• **LISTING**
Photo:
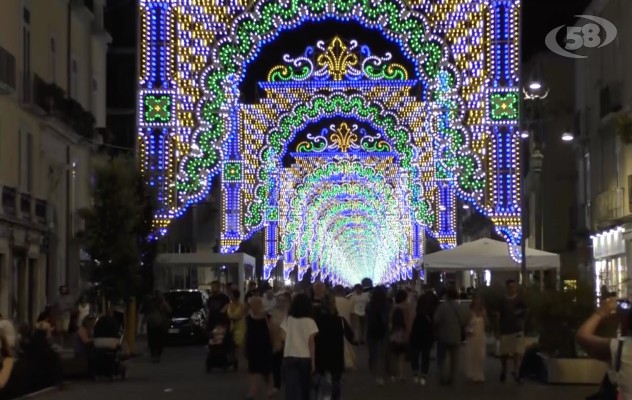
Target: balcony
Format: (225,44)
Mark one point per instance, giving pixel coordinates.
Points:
(32,93)
(49,100)
(84,8)
(9,203)
(7,72)
(25,206)
(609,206)
(41,212)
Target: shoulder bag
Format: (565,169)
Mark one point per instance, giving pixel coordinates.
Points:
(349,350)
(608,389)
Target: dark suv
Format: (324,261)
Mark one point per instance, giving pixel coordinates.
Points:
(188,315)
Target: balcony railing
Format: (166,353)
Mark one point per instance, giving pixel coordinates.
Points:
(33,91)
(7,72)
(609,206)
(25,206)
(9,201)
(41,212)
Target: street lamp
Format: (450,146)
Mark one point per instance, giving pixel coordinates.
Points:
(535,86)
(535,95)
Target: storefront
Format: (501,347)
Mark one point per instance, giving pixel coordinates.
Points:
(610,261)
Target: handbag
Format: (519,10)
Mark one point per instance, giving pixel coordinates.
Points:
(322,387)
(609,390)
(349,350)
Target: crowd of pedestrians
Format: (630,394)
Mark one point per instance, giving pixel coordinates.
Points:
(305,342)
(308,340)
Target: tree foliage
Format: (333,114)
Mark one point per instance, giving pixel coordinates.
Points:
(111,235)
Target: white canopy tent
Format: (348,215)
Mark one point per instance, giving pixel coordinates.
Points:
(238,265)
(488,254)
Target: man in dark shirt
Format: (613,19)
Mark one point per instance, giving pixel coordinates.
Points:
(509,318)
(215,304)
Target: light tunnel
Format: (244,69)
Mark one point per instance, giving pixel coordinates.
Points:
(351,224)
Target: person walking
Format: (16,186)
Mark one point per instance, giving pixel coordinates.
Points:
(617,352)
(333,331)
(299,356)
(258,343)
(399,334)
(450,322)
(157,322)
(476,345)
(269,301)
(215,304)
(377,316)
(509,327)
(359,300)
(343,304)
(422,339)
(83,309)
(65,306)
(236,310)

• **WHAT YOU NEED TO DO**
Present all of the material above as a Markdown table with the columns No. and Line, giving each non-blank line its own numbered row. Leave the pictures out.

• **OUTPUT FOR THIS EXERCISE**
| No. | Line |
|---|---|
| 1 | Photo: |
| 2 | Target: balcony |
| 3 | Format: (225,44) |
| 4 | Mark one point per instance, giving pixel coordinates. |
| 5 | Points: |
| 6 | (32,93) |
| 7 | (49,100) |
| 8 | (84,8) |
| 9 | (9,203) |
| 10 | (7,72) |
| 11 | (25,206) |
| 12 | (609,206) |
| 13 | (41,212) |
| 14 | Target: shoulder bag |
| 15 | Format: (565,169) |
| 16 | Mark one point per instance, giving pixel coordinates. |
| 17 | Points: |
| 18 | (349,350) |
| 19 | (608,389) |
| 20 | Target: dark suv |
| 21 | Format: (324,261) |
| 22 | Mark one point per instance, giving pixel coordinates. |
| 23 | Points: |
| 24 | (188,315) |
| 25 | Target: balcony railing |
| 26 | Format: (166,353) |
| 27 | Mark one point per instance, giving pixel coordinates. |
| 28 | Points: |
| 29 | (33,91) |
| 30 | (7,72) |
| 31 | (609,206) |
| 32 | (25,206) |
| 33 | (9,201) |
| 34 | (41,212) |
| 35 | Target: street lamp |
| 36 | Format: (450,146) |
| 37 | Mark one point per instance, giving pixel coordinates. |
| 38 | Points: |
| 39 | (535,86) |
| 40 | (535,95) |
| 41 | Target: storefront |
| 42 | Format: (501,347) |
| 43 | Mark one point per instance, giving pixel coordinates. |
| 44 | Points: |
| 45 | (610,261) |
| 46 | Target: handbag |
| 47 | Format: (519,10) |
| 48 | Mark one point per instance, giving pixel coordinates. |
| 49 | Points: |
| 50 | (322,387) |
| 51 | (609,390) |
| 52 | (349,350) |
| 53 | Target: crowd of pedestrians |
| 54 | Format: (630,394) |
| 55 | Mark one point per instance, giving pixel coordinates. |
| 56 | Points: |
| 57 | (305,342) |
| 58 | (308,340) |
| 59 | Target: tree foliage |
| 60 | Format: (333,114) |
| 61 | Mark one point per instance, giving pixel coordinates. |
| 62 | Points: |
| 63 | (111,235) |
| 64 | Target: white canopy tent |
| 65 | Format: (348,215) |
| 66 | Mark one point per instance, giving pixel coordinates. |
| 67 | Points: |
| 68 | (238,265) |
| 69 | (488,254) |
| 70 | Target: man in dark shirt |
| 71 | Format: (613,19) |
| 72 | Mark one point per instance, giving pixel coordinates. |
| 73 | Points: |
| 74 | (509,318) |
| 75 | (215,304) |
| 76 | Target: light tunnel |
| 77 | Format: (244,69) |
| 78 | Mark one point per instance, giving pixel coordinates. |
| 79 | Points: |
| 80 | (351,224) |
| 81 | Target: person walking |
| 82 | Format: (16,186) |
| 83 | Mark one point per instance, giving pixel coordinates. |
| 84 | Points: |
| 85 | (617,352) |
| 86 | (333,331) |
| 87 | (299,356) |
| 88 | (258,343) |
| 89 | (399,334) |
| 90 | (450,322) |
| 91 | (157,322) |
| 92 | (476,345) |
| 93 | (269,301) |
| 94 | (215,304) |
| 95 | (377,316) |
| 96 | (509,327) |
| 97 | (359,300) |
| 98 | (343,304) |
| 99 | (422,339) |
| 100 | (83,309) |
| 101 | (65,306) |
| 102 | (236,310) |